• _WHAT NEEDS TO BE DONE_: Repeat the listing word for word. No pictures belong in the copy.

Stored items from a collection

******************************

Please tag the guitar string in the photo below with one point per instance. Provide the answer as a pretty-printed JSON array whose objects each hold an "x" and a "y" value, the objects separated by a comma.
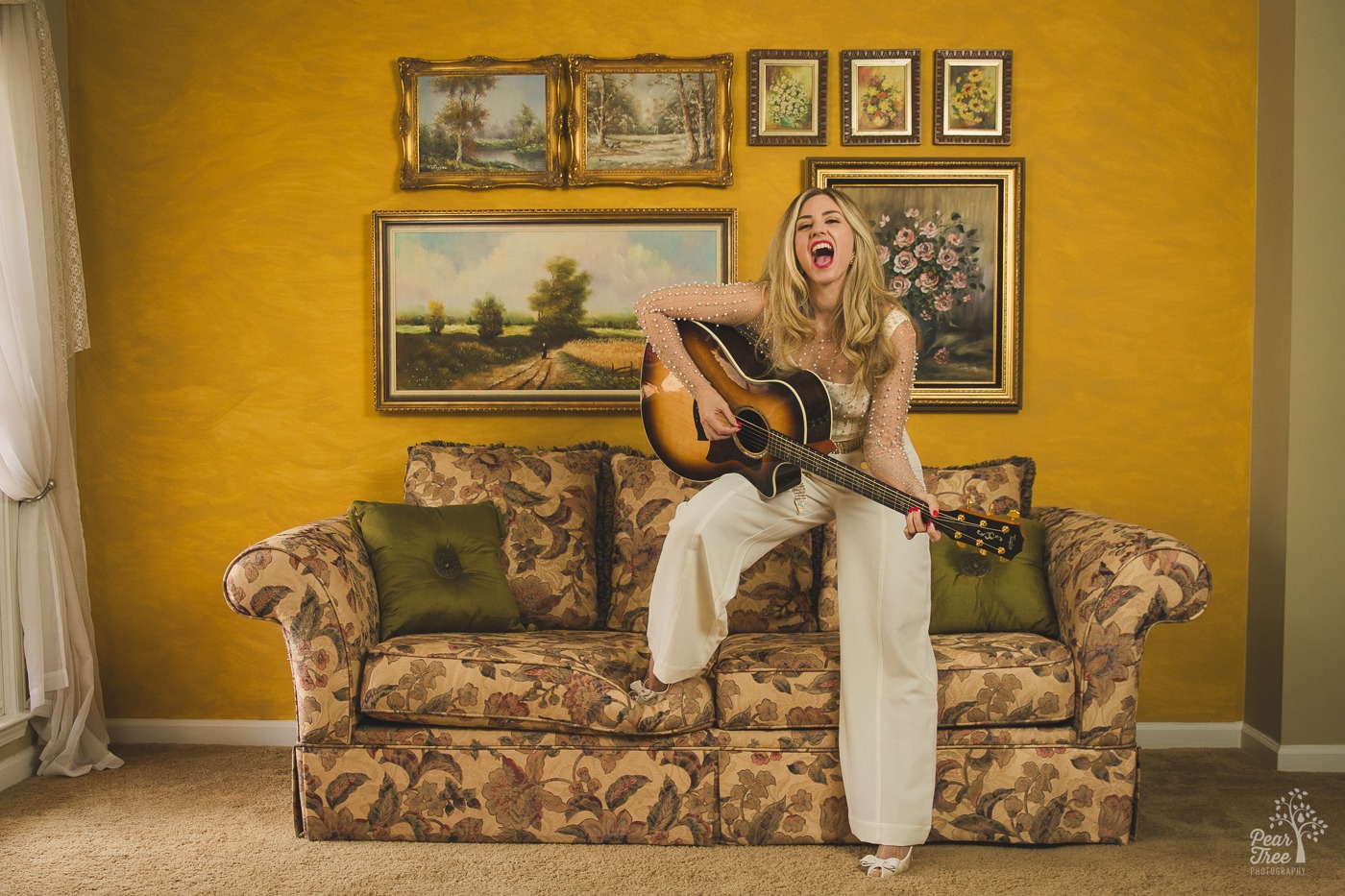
[{"x": 857, "y": 480}]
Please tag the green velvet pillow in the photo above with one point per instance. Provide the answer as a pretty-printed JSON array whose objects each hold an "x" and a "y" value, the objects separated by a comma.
[
  {"x": 437, "y": 568},
  {"x": 972, "y": 593}
]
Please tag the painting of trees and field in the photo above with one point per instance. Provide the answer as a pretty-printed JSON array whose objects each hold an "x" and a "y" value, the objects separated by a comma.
[
  {"x": 533, "y": 307},
  {"x": 481, "y": 123},
  {"x": 642, "y": 120}
]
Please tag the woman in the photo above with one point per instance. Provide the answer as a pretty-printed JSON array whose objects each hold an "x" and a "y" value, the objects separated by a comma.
[{"x": 820, "y": 305}]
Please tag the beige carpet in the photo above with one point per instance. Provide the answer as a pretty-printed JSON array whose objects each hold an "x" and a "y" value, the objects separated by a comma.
[{"x": 217, "y": 819}]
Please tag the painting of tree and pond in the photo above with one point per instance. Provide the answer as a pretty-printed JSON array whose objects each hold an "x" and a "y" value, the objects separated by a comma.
[
  {"x": 661, "y": 120},
  {"x": 483, "y": 123},
  {"x": 497, "y": 308}
]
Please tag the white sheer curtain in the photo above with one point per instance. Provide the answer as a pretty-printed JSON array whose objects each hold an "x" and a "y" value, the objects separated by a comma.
[{"x": 42, "y": 325}]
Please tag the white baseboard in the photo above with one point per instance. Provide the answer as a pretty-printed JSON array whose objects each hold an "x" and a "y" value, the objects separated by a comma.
[
  {"x": 1172, "y": 735},
  {"x": 1313, "y": 758},
  {"x": 229, "y": 732},
  {"x": 22, "y": 765}
]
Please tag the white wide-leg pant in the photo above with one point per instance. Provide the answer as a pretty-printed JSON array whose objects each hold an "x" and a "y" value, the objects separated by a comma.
[{"x": 888, "y": 684}]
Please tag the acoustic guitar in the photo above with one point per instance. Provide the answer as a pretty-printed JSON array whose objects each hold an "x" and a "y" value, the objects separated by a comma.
[{"x": 786, "y": 429}]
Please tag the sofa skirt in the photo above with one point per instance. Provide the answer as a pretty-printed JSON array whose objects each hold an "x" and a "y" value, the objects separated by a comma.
[{"x": 713, "y": 787}]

******************************

• _COMPLETED EXERCISE_:
Please tag the guitar string in the photo below with one point per instance. Provide the answer as a pretty-printed JSON array whose objects each hold an "x" and a "y" value, the objects separated by a comma.
[{"x": 857, "y": 480}]
Please tag the green velvet pillow in the photo above with one point per instance. Provide the answer as a pretty-printed JSON array whose objects each hold an "x" and a "y" value, the objects separated by a comma.
[
  {"x": 437, "y": 568},
  {"x": 972, "y": 593}
]
Please tag the painting of trees and field in the photo above with one point per instance. Provide the answer as a pretty-printed JSON array whose objects each hold an "x" and a "y" value, the objects separated by a comma.
[
  {"x": 533, "y": 307},
  {"x": 481, "y": 123},
  {"x": 642, "y": 120}
]
Please tag the woman in the photo above with one point per instance. Provide the answer as a pretty-printed JSON array whose objects each hold an "x" and a "y" value, the objects separated by a comma.
[{"x": 820, "y": 305}]
Please tag the beige carpet in the photo above with one point per instance. Provide the answer as a pretty-printed JSON array whose objects each hold an "x" and a "y" value, the objects separated by a comma.
[{"x": 217, "y": 819}]
Please tag the painting of tree and pond in the photo above with one point per instance. Provide the answer as a pretty-printed JSON array whose objects each hold an "x" and a "y" value, the objects separated by a comma.
[
  {"x": 661, "y": 120},
  {"x": 483, "y": 123},
  {"x": 497, "y": 308}
]
Please tag the white sheer curtain in the photo above with one point per instance. Provide the answer as a pretty-printed JSON array whose objects each hold an "x" and a "y" value, the objects separated by a comma.
[{"x": 42, "y": 325}]
Please tag the white baseboard in the photo above with one point per instance. Provide the answer as a pretty-printed JSON array whose objects each hold an "x" and a "y" value, the objects separated by a comma.
[
  {"x": 1172, "y": 735},
  {"x": 1313, "y": 758},
  {"x": 229, "y": 732},
  {"x": 22, "y": 765}
]
Please tag the white wide-leg pant in the photo above with one point per instance. Provide the answer as a pretty-printed JSON array whose objects each hold an "x" and a "y" value, the objects separated by a comma.
[{"x": 888, "y": 684}]
Please tag the acoustic guitar in the photo above with one point per instance. Provide the answer as a pretty-printed JSON array whose objects each hold an "x" and a "y" value, the objects separated by a comma.
[{"x": 786, "y": 429}]
Please tag the sofa skirt in the photo above with one point per instance. Provide the answer as a pretty-printed JSON array whose objects each hold an "x" and a "y" value, the objects separated by a comma.
[{"x": 713, "y": 787}]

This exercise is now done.